The request: Beginning with the line containing "In the photo above, where can the corrugated" and ending with the last line, repeat the records exactly.

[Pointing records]
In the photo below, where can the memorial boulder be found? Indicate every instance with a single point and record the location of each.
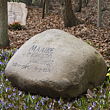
(17, 12)
(55, 63)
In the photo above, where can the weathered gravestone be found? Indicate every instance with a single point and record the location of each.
(17, 12)
(55, 63)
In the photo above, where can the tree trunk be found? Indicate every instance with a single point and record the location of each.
(28, 2)
(78, 4)
(4, 40)
(85, 3)
(68, 15)
(99, 19)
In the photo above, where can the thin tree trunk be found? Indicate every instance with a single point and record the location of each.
(78, 4)
(43, 9)
(99, 19)
(68, 15)
(4, 40)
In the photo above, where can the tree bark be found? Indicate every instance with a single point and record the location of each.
(99, 19)
(68, 15)
(78, 4)
(4, 40)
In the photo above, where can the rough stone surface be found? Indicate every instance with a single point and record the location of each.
(17, 12)
(55, 63)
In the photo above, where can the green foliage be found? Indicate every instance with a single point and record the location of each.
(13, 99)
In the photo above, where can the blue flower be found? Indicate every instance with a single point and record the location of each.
(1, 63)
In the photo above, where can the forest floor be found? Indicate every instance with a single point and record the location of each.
(88, 31)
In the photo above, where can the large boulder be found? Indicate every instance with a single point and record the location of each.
(17, 12)
(55, 63)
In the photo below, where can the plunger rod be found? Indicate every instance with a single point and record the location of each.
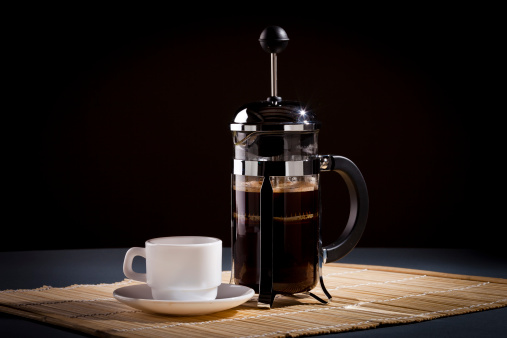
(274, 89)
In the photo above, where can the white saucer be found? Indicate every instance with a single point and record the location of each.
(139, 297)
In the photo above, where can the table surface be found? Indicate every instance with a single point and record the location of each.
(59, 268)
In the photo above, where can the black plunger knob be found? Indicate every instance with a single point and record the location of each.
(274, 39)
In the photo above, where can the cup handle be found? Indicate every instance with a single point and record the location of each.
(127, 264)
(359, 205)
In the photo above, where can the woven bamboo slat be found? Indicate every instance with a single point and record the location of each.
(364, 297)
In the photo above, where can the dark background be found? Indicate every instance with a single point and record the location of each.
(118, 127)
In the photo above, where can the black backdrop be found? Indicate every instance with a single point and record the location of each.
(118, 129)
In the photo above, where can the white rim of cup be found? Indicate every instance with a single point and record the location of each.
(207, 240)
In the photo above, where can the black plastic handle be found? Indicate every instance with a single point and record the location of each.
(359, 205)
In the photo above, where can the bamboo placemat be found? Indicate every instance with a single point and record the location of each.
(364, 297)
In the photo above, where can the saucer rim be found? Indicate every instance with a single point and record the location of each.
(249, 292)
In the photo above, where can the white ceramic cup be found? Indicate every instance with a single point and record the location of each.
(179, 267)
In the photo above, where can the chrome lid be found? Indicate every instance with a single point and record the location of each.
(272, 116)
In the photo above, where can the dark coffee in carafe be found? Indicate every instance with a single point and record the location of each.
(295, 232)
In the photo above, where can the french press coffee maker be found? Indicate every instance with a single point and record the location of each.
(276, 195)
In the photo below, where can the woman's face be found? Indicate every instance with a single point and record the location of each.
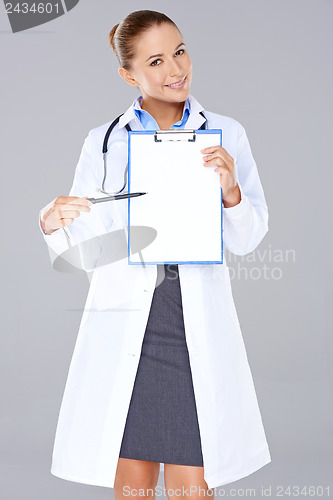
(161, 61)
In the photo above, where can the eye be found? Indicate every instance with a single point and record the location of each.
(153, 63)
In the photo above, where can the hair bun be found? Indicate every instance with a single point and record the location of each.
(111, 36)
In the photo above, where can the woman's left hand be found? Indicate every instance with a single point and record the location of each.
(225, 166)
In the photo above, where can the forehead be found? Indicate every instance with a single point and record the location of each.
(158, 39)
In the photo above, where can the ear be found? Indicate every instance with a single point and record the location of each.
(126, 75)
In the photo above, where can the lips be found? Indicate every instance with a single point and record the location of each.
(177, 84)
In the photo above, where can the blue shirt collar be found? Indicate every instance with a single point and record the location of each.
(149, 123)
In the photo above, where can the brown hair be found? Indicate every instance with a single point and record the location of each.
(123, 35)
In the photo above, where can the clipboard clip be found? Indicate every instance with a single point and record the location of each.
(175, 135)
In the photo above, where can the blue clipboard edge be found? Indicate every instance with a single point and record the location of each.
(152, 132)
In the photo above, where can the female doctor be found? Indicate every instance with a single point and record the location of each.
(159, 374)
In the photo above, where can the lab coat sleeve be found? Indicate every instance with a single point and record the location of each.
(245, 224)
(81, 245)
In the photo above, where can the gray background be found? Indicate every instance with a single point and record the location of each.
(265, 63)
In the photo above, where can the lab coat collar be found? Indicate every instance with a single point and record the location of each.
(195, 120)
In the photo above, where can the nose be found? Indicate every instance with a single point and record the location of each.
(175, 69)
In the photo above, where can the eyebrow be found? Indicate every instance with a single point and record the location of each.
(160, 55)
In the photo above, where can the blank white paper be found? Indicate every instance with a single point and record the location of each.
(183, 201)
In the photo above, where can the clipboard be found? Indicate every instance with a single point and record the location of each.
(183, 201)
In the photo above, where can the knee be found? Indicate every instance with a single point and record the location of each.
(133, 479)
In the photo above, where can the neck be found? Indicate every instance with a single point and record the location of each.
(165, 113)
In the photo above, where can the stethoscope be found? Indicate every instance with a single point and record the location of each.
(105, 152)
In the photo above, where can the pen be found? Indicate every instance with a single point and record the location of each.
(116, 197)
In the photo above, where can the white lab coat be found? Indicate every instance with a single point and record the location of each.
(107, 350)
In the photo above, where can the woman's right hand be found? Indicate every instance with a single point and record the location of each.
(62, 211)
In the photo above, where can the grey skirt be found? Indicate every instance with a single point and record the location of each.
(162, 422)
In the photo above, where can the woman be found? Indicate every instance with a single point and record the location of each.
(130, 401)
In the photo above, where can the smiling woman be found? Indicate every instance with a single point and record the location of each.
(163, 77)
(159, 374)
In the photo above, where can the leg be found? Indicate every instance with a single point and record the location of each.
(188, 480)
(135, 475)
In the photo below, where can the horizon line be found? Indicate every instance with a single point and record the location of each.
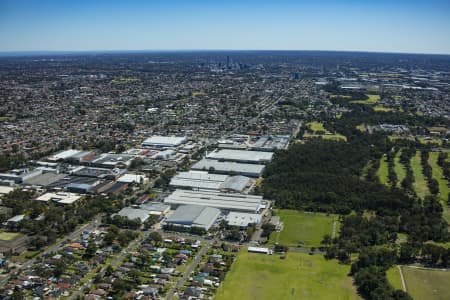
(62, 52)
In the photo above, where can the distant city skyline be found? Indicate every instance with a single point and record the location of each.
(414, 26)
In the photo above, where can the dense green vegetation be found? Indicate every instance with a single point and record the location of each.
(343, 178)
(427, 284)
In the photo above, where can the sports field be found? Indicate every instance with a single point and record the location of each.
(443, 184)
(383, 171)
(393, 276)
(298, 276)
(420, 184)
(304, 227)
(399, 168)
(373, 99)
(316, 126)
(427, 284)
(334, 137)
(7, 236)
(382, 108)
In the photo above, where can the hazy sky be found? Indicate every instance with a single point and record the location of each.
(421, 26)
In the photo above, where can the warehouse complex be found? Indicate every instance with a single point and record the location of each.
(223, 201)
(193, 216)
(163, 142)
(199, 181)
(230, 168)
(242, 156)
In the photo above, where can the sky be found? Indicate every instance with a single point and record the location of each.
(409, 26)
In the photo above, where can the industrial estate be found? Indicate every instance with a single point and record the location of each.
(225, 175)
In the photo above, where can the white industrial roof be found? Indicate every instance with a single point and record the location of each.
(158, 140)
(236, 183)
(242, 219)
(129, 178)
(63, 155)
(241, 155)
(239, 202)
(60, 197)
(198, 180)
(134, 213)
(6, 189)
(194, 215)
(213, 165)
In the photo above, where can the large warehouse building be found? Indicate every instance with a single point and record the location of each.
(225, 201)
(229, 168)
(203, 181)
(163, 142)
(242, 156)
(193, 216)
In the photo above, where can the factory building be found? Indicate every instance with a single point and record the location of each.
(270, 143)
(223, 201)
(60, 197)
(203, 181)
(242, 219)
(229, 168)
(193, 216)
(163, 142)
(242, 156)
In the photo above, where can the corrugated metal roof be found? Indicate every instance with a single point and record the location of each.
(241, 155)
(236, 183)
(226, 201)
(194, 215)
(212, 165)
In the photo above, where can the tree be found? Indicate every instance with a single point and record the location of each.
(91, 249)
(155, 237)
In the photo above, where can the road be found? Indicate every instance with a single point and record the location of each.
(57, 245)
(132, 246)
(187, 273)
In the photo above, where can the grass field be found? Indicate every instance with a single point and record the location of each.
(383, 171)
(308, 228)
(427, 284)
(399, 168)
(333, 137)
(316, 126)
(424, 141)
(443, 184)
(382, 108)
(7, 236)
(299, 276)
(373, 99)
(393, 276)
(420, 183)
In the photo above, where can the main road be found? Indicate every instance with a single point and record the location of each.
(187, 273)
(56, 246)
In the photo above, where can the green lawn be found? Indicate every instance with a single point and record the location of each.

Response to the exercise:
In the photo above, where can the corrugated metal roof be found? Indicate every instance with a single point and record the location of each.
(241, 155)
(236, 183)
(226, 201)
(194, 215)
(212, 165)
In the photo above, where can the tree be found? Indicate every instance with a single point and record the location of each.
(91, 249)
(155, 237)
In the photo above, where can the road be found? Indicate every instance with a single point and record the location of each.
(57, 245)
(132, 246)
(187, 273)
In the photo above, where can the grass field be found? Indicate every instance with a single point and record the location of each.
(383, 171)
(308, 228)
(427, 284)
(399, 168)
(333, 137)
(316, 126)
(424, 141)
(443, 184)
(382, 108)
(7, 236)
(299, 276)
(373, 99)
(393, 276)
(420, 183)
In the photo above, where can the main road be found? Indicate every instance with a single point and record the location of each.
(187, 273)
(56, 246)
In the photo above, where can the green lawn be found? Indicate every instance with a single point and record the location of each.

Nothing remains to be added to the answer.